**Compiti da svolgere**
a: Secondo il testo di riferimento, da quale data decorre la soppressione dell'ENAM?
b: In base al testo di riferimento, perché i primi due motivi di ricorso vengono esaminati insieme?

**Testo di riferimento**
++++++

Con il terzo motivo è eccepita, ex art. 360 n. 4 cod. proc. civ., la nullità della sentenza impugnata per violazione e falsa applicazione degli artt. 115, 116, 416 cod. proc. civ. Deduce il Di COGNOME che nell’atto introduttivo erano state specificamente allegate le «reiterate e concludenti iniziative» assunte dal Direttore Generale dell’ente accorpante per estrometterlo da ogni attività e richiama a tal fine la documentazione prodotta nel giudizio di primo grado ed indicata nell’atto introduttivo. Aggiunge che l’ INPS nel costituirsi in giudizio non aveva contestato specificamente le circostanze allegate, dalle quali emergeva con evidenza che i poteri direttivi e gestori sulle risorse finanziarie e strumentali dell’ ENAM erano stati assunti dagli organi dell’ INPDAP, a totale discapito delle funzioni di cui egli era ancora titolare. Addebita alla Corte territoriale di avere violato il principio di non contestazione e asserisce che ove fossero state considerate quelle condotte, non si sarebbe potuto escludere l’evidente pregiudizio subito all’immagine, alla dignità e alla professionalità.
Infine con la quarta critica è denunciata ex art. 360 n. 3 cod. proc. civ., la violazione dell’art. 2087 cod. civ. che tutela, oltre alla salute fisica, anche la personalità morale del lavoratore, nella specie mortificata dalle iniziative assunte dal Direttore Generale di RAGIONE_SOCIALE finalizzate ad estromettere il ricorrente da ogni attività. Richiama poi giurisprudenza di questa Corte e contributi dottrinari per sostenere che il diritto all ‘ immagine e alla dignità professionale del lavoratore rientra tra quelli
fondamentali tutelati dall’art. 2 Cost. e va risarcito anche in presenza di lesioni di breve durata.
5. I primi due motivi di ricorso, da trattare unitariamente in ragione della loro connessione logica e giuridica, sono infondati. La legge 30 luglio 2010 n. 122, di conversione del d.l. 31 maggio 2010 n. 78, ha inserito nel testo dell’art. 7 dello stesso decreto il comma 3 bis, con il quale è stata disposta la soppressione dell’ ENAM a decorrere dalla data di entrata in vigore della legge, ossia dal giorno successivo a quello della pubblicazione sulla Gazzetta Ufficiale (art. 1 della legge di conversione) e, quindi, dal 31 luglio 2010.

++++++

**Insieme di dati**
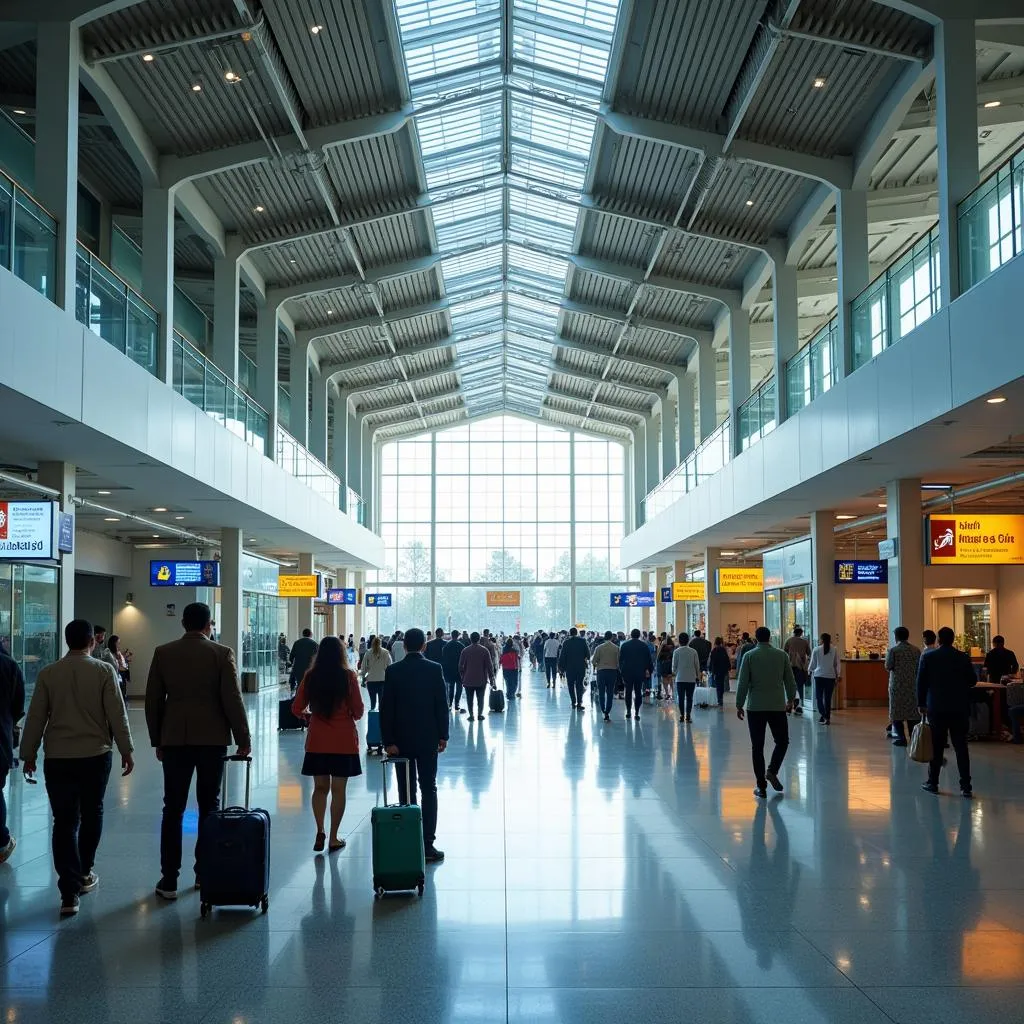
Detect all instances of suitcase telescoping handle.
[220,754,253,811]
[381,758,413,807]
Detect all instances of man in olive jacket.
[736,626,797,800]
[145,602,252,900]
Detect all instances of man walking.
[22,618,135,918]
[618,630,654,719]
[381,629,448,864]
[145,602,249,900]
[918,626,978,799]
[736,626,797,800]
[558,626,590,711]
[286,627,318,693]
[782,626,811,715]
[0,644,25,864]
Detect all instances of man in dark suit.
[145,602,252,900]
[918,626,978,798]
[381,629,449,864]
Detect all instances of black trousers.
[746,711,790,788]
[394,753,438,850]
[43,752,113,898]
[928,714,971,790]
[160,746,227,882]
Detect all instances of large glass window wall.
[367,416,640,632]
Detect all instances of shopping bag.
[906,721,934,764]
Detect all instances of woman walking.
[360,637,391,711]
[292,637,362,853]
[500,637,522,700]
[807,633,840,725]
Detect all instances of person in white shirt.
[672,633,700,722]
[808,633,840,725]
[544,633,562,690]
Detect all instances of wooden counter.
[842,657,889,708]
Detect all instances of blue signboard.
[150,561,220,587]
[611,590,654,608]
[836,558,889,585]
[57,512,75,555]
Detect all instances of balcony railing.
[785,317,841,416]
[75,245,160,376]
[956,150,1024,292]
[852,227,942,370]
[172,331,270,455]
[276,424,341,509]
[643,419,732,519]
[0,167,57,302]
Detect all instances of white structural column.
[142,188,174,384]
[217,526,242,664]
[676,370,696,462]
[309,368,328,463]
[937,18,978,303]
[39,462,78,626]
[697,341,718,441]
[729,306,751,453]
[30,22,81,312]
[662,395,678,480]
[772,258,800,426]
[705,548,725,640]
[212,247,240,382]
[886,480,925,643]
[288,340,309,447]
[256,302,278,438]
[654,567,669,634]
[836,188,870,378]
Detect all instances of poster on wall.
[925,515,1024,565]
[0,502,57,562]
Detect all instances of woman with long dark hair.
[292,637,362,853]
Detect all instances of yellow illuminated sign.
[718,568,765,594]
[672,583,705,601]
[278,575,319,597]
[925,515,1024,565]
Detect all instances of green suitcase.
[370,758,426,898]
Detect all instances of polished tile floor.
[0,674,1024,1024]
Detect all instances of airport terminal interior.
[0,0,1024,1024]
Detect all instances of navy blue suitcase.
[199,755,270,918]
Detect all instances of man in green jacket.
[736,626,797,800]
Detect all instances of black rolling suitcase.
[278,697,306,732]
[199,755,270,918]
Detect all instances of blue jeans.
[597,669,618,715]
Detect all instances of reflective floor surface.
[0,674,1024,1024]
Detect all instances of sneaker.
[157,879,178,900]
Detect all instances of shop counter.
[842,657,889,708]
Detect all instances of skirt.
[302,751,362,778]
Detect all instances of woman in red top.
[292,637,362,853]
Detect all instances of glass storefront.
[0,562,61,693]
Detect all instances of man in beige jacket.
[145,602,251,900]
[20,618,135,918]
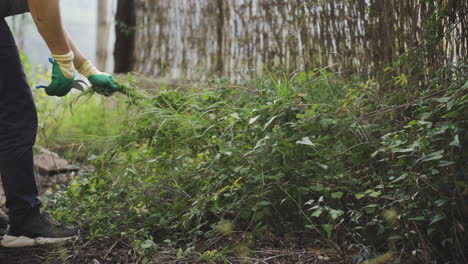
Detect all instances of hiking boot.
[1,208,78,248]
[0,214,9,236]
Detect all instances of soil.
[0,239,343,264]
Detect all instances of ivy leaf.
[369,191,382,198]
[354,193,366,200]
[408,215,426,221]
[450,135,461,148]
[263,115,278,131]
[312,208,323,217]
[322,224,333,239]
[329,209,344,220]
[249,116,261,125]
[429,214,446,225]
[434,199,448,207]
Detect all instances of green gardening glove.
[36,58,75,97]
[78,61,122,96]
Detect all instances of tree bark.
[96,0,109,71]
[114,0,136,73]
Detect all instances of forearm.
[28,0,70,55]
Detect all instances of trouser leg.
[0,19,41,215]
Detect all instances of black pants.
[0,18,41,215]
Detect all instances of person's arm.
[28,0,120,96]
[28,0,71,55]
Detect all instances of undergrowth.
[40,71,468,263]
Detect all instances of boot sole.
[0,235,77,248]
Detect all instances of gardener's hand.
[36,52,75,97]
[78,61,121,96]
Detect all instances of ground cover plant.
[33,67,468,263]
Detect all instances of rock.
[34,149,78,175]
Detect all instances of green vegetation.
[22,1,468,263]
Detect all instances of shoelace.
[40,212,60,226]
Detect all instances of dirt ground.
[0,239,343,264]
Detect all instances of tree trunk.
[114,0,136,73]
[96,0,109,71]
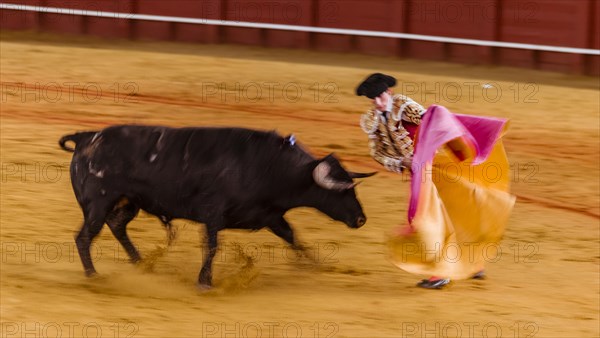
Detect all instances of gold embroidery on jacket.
[360,95,425,173]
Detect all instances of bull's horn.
[313,161,354,190]
[348,171,377,178]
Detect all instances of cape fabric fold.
[388,105,515,279]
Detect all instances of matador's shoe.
[417,277,450,289]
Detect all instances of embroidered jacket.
[360,94,425,173]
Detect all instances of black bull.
[59,125,372,286]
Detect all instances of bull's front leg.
[269,217,302,250]
[198,224,219,289]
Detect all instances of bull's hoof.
[85,270,98,278]
[196,283,212,292]
[417,278,450,290]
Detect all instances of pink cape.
[388,105,515,279]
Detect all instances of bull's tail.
[58,131,98,152]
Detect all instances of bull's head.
[312,154,375,228]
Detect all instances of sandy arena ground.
[0,33,600,337]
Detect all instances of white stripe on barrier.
[0,3,600,55]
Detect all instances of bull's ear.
[348,171,377,178]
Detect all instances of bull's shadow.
[59,125,374,288]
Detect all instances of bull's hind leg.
[198,224,219,289]
[75,207,106,277]
[106,198,141,263]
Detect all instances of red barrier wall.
[0,0,600,75]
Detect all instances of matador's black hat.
[356,73,396,99]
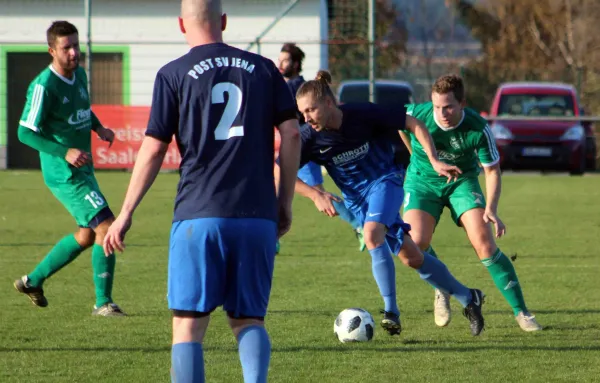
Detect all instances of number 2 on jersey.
[211,82,244,141]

++++++

**Elenco delle soluzioni**
a: La soppressione dell'ENAM decorre dal 31 luglio 2010.

b: I primi due motivi di ricorso vengono trattati unitariamente in ragione della loro connessione logica e giuridica.